## PASSAGE
(begin)

Commits on Aug 9, 2015

  1. Btrfs: add support for blkio controllers

    This attaches accounting information to bios as we submit them so the
    new blkio controllers can throttle on btrfs filesystems.
    
    Not much is required, we're just associating bios with blkcgs during clone,
    calling wbc_init_bio()/wbc_account_io() during writepages submission,
    and attaching the bios to the current context during direct IO.
    
    Finally if we are splitting bios during btrfs_map_bio, this attaches
    accounting information to the split.
    
    The end result is able to throttle nicely on single disk filesystems.  A
    little more work is required for multi-device filesystems.
    
    Signed-off-by: Chris Mason <clm@fb.com>
    masoncl committed Aug 9, 2015
  2. Btrfs: remove unused mutex from struct 'btrfs_fs_info'

    The code using 'ordered_extent_flush_mutex' mutex has removed by below
    commit.
     - 8d875f9
       btrfs: disable strict file flushes for renames and truncates
    But the mutex still lives in struct 'btrfs_fs_info'.
    
    So, this patch removes the mutex from struct 'btrfs_fs_info' and its
    initialization code.

(end)

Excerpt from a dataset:
(begin)

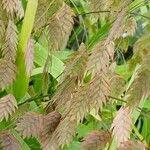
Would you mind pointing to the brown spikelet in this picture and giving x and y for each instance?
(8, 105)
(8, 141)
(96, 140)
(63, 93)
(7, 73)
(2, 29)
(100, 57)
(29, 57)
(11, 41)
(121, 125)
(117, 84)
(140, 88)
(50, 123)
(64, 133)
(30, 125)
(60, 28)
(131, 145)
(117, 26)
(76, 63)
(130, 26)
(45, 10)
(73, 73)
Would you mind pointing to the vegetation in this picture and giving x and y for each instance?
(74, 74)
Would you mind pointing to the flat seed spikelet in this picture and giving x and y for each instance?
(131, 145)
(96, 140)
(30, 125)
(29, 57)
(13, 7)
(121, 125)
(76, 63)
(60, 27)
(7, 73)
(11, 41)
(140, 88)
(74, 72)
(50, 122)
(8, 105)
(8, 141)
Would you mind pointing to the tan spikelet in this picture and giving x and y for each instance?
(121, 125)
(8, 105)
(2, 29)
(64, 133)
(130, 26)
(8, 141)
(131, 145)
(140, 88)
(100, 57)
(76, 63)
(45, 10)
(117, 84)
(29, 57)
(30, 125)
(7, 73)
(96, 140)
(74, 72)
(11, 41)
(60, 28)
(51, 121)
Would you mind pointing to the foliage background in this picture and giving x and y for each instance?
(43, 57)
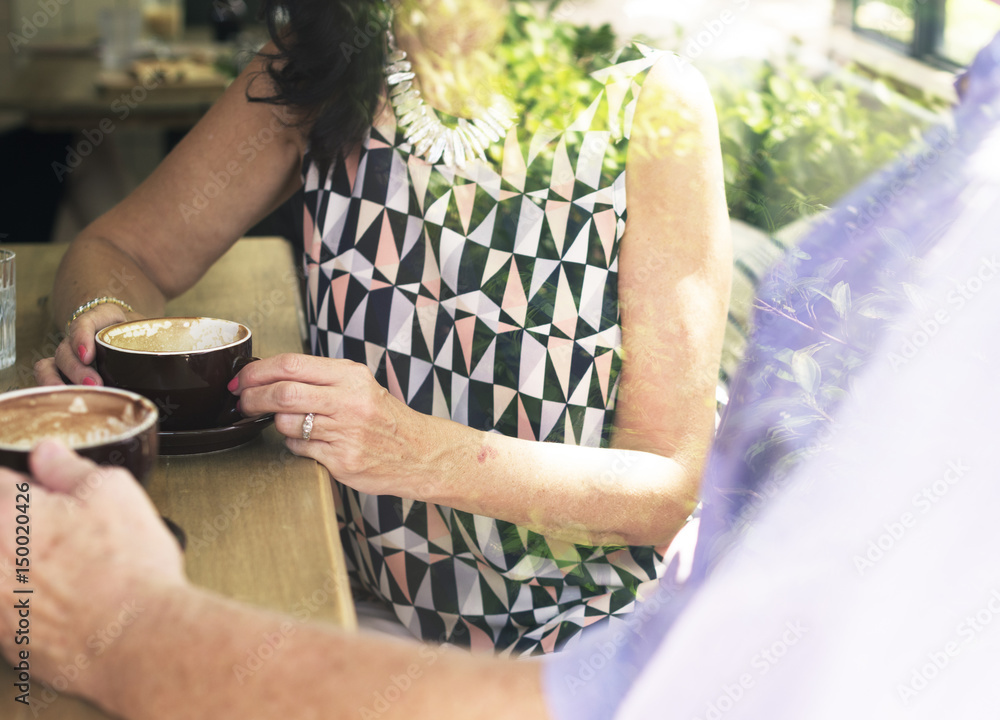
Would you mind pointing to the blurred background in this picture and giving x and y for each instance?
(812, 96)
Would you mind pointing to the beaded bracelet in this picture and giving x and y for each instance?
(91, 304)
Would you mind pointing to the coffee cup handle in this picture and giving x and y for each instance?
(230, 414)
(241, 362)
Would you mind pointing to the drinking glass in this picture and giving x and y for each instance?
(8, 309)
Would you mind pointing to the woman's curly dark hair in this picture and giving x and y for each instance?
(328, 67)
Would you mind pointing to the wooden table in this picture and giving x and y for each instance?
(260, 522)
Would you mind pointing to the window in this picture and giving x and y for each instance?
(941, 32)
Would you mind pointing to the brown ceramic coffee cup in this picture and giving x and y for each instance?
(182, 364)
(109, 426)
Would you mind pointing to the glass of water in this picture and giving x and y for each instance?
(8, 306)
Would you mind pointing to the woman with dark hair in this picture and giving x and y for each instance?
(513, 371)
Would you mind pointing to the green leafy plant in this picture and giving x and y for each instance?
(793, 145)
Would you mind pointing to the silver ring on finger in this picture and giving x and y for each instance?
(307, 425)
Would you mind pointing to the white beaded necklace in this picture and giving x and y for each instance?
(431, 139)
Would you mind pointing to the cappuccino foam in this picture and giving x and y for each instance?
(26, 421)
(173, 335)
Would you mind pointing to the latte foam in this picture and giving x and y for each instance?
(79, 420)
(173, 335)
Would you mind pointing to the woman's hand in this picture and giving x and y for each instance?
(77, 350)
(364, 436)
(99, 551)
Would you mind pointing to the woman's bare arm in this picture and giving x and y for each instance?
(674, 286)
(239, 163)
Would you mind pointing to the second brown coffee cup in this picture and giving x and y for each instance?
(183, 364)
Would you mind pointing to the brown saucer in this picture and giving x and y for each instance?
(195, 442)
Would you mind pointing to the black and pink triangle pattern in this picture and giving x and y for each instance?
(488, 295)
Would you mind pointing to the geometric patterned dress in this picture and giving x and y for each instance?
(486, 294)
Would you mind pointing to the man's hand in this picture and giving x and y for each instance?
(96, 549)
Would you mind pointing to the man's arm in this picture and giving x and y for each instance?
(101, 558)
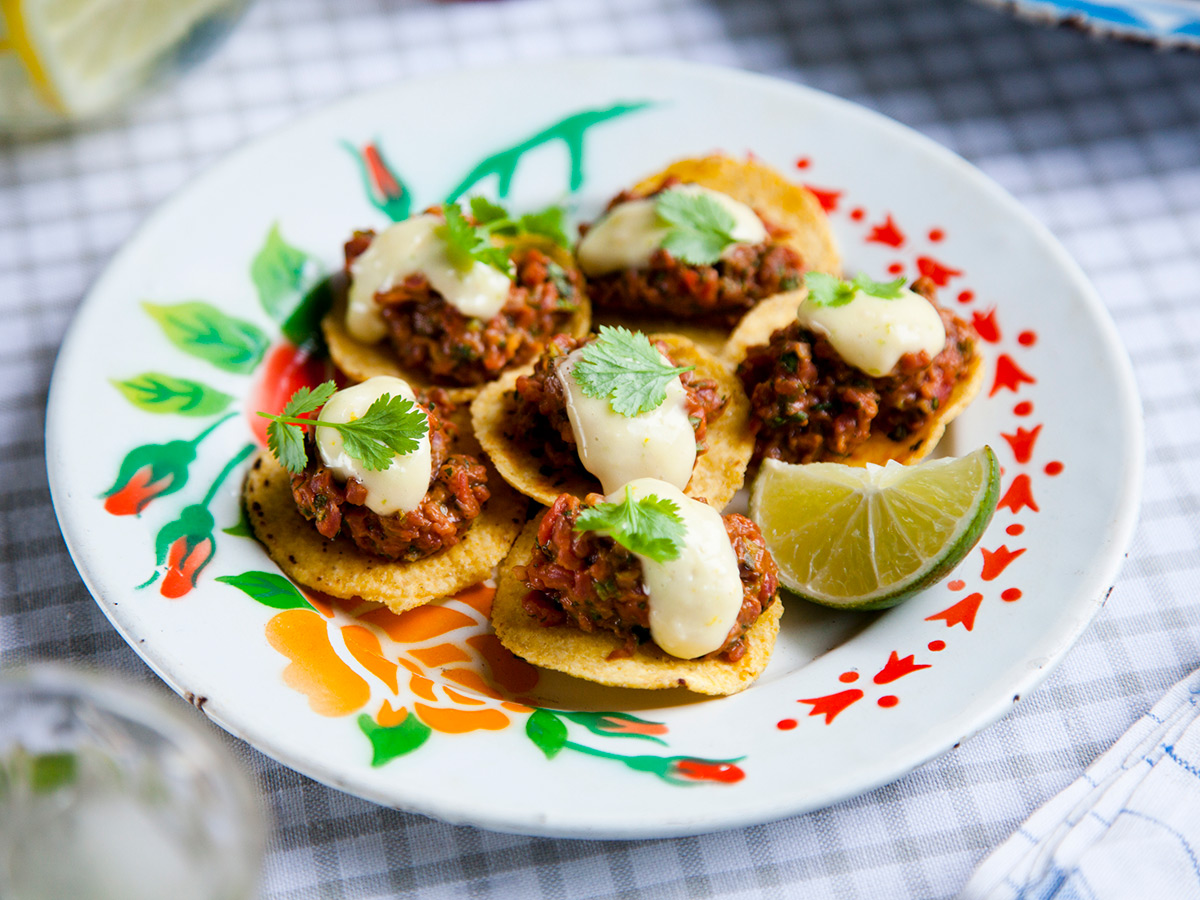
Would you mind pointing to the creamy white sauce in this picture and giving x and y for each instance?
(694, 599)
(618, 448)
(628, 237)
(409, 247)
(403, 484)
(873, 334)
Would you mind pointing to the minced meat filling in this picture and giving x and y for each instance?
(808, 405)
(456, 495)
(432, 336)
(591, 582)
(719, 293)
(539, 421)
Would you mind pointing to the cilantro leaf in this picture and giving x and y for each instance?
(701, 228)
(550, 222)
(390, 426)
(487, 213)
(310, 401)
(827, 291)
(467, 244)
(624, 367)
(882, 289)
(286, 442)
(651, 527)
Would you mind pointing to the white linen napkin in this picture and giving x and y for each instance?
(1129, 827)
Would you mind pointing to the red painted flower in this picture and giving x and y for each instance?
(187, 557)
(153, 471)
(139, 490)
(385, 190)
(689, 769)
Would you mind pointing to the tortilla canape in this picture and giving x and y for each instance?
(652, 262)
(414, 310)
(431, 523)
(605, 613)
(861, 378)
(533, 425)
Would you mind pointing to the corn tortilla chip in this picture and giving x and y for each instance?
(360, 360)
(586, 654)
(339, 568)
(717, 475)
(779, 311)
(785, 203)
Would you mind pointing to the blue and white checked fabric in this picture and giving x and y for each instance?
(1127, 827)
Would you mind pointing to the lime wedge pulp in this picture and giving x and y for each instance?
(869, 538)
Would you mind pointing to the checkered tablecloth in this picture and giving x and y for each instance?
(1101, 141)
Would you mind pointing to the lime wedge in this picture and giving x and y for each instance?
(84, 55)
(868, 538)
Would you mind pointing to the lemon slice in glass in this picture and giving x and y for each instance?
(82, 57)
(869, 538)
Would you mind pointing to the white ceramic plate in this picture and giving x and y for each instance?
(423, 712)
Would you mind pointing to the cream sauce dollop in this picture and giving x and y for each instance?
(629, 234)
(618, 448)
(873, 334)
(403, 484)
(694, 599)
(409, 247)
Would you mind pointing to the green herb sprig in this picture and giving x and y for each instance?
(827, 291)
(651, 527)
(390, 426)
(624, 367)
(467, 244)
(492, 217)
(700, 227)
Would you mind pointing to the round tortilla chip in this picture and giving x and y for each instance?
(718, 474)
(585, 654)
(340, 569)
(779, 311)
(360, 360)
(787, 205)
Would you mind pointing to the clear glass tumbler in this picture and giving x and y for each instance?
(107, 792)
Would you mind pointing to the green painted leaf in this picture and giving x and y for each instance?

(end)

## INSTRUCTION
Resume the Btrfs commit log after the final sentence of the second commit message.

## OUTPUT FOR THIS EXERCISE
    Signed-off-by: Byongho Lee <bhlee.kernel@gmail.com>
    Reviewed-by: David Sterba <dsterba@suse.com>
    Signed-off-by: Chris Mason <clm@fb.com>
    Byongho Lee authored and masoncl committed Aug 9, 2015
  3. Btrfs: fix parity scrub of RAID 5/6 with missing device

    When testing the previous patch, Zhao Lei reported a similar bug when
    attempting to scrub a degraded RAID 5/6 filesystem with a missing
    device, leading to NULL pointer dereferences from the RAID 5/6 parity
    scrubbing code.
    
    The first cause was the same as in the previous patch: attempting to
    call bio_add_page() on a missing block device. To fix this,
    scrub_extent_for_parity() can just mark the sectors on the missing
    device as errors instead of attempting to read from it.
    
    Additionally, the code uses scrub_remap_extent() to map the extent of
    the corresponding data stripe, but the extent wasn't already mapped. If
    scrub_remap_extent() finds a missing block device, it doesn't initialize
    extent_dev, so we're left with a NULL struct btrfs_device. The solution
    is to use btrfs_map_block() directly.
    
    Reported-by: Zhao Lei <zhaolei@cn.fujitsu.com>
    Signed-off-by: Omar Sandoval <osandov@fb.com>
    Signed-off-by: Chris Mason <clm@fb.com>
    osandov authored and masoncl committed Aug 9, 2015
  4. Btrfs: fix device replace of a missing RAID 5/6 device

    The original implementation of device replace on RAID 5/6 seems to have
    missed support for replacing a missing device. When this is attempted,
    we end up calling bio_add_page() on a bio with a NULL ->bi_bdev, which
    crashes when we try to dereference it. This happens because
    btrfs_map_block() has no choice but to return us the missing device
    because RAID 5/6 don't have any alternate mirrors to read from, and a
    missing device has a NULL bdev.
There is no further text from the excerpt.